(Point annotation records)
+---+
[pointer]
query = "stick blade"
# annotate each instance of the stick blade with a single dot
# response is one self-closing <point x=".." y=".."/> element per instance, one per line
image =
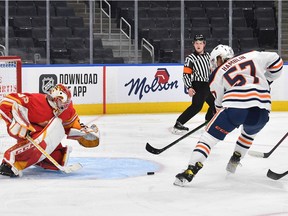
<point x="152" y="150"/>
<point x="275" y="176"/>
<point x="256" y="154"/>
<point x="72" y="168"/>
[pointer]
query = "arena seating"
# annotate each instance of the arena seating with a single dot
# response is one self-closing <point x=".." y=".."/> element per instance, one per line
<point x="69" y="40"/>
<point x="254" y="24"/>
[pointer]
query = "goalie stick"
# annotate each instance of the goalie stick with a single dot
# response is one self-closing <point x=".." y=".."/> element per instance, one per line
<point x="267" y="154"/>
<point x="65" y="169"/>
<point x="275" y="176"/>
<point x="153" y="150"/>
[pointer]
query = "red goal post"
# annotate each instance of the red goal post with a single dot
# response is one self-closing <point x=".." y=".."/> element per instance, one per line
<point x="10" y="81"/>
<point x="10" y="75"/>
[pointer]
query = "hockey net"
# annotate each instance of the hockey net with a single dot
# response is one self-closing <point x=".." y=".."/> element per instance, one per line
<point x="10" y="81"/>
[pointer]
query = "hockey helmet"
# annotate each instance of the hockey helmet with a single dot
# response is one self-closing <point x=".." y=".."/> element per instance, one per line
<point x="59" y="97"/>
<point x="223" y="51"/>
<point x="199" y="37"/>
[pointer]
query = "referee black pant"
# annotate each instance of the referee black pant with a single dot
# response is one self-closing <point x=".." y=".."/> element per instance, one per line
<point x="202" y="95"/>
+---+
■ STATED TASK: The records above are to be restated exactly, without their pictures.

■ RESULT FOR THIS TASK:
[pointer]
query = "stick blade"
# annotate each instance of the stick blade with a single dot
# response is one self-closing <point x=".." y=".."/> element per instance, one per line
image =
<point x="152" y="150"/>
<point x="275" y="176"/>
<point x="256" y="154"/>
<point x="72" y="168"/>
[pointer]
query = "arena seating"
# annotate each instance of the arena seating with a single dot
# response is one self-closing <point x=".." y=".."/> element per instance, one per line
<point x="69" y="40"/>
<point x="254" y="24"/>
[pointer]
query = "goalie stick"
# annotate each instance of the goalie stick with a single dot
# response is one self-closing <point x=".." y=".."/> element per instance, one per line
<point x="267" y="154"/>
<point x="65" y="169"/>
<point x="275" y="176"/>
<point x="153" y="150"/>
[pointer]
query = "red goal post"
# annotate each instance of the red goal post with a single dot
# response is one self-closing <point x=".." y=".."/> element per instance, one per line
<point x="10" y="81"/>
<point x="10" y="75"/>
[pointer]
query = "hockey net"
# annotate each instance of the hockey net with a single dot
# response is one self-closing <point x=".." y=".."/> element per instance, one per line
<point x="10" y="81"/>
[pointer]
query = "hockey helmet"
# annotate each instance of the hockey helmet with a single dot
# response is one self-closing <point x=".." y=".."/> element per instance, one per line
<point x="59" y="97"/>
<point x="223" y="51"/>
<point x="199" y="37"/>
[pointer]
query = "referee black pant"
# annotate each instance of the referee black pant with a single dot
# response is one self-closing <point x=".." y=".."/> element per instance, one per line
<point x="202" y="95"/>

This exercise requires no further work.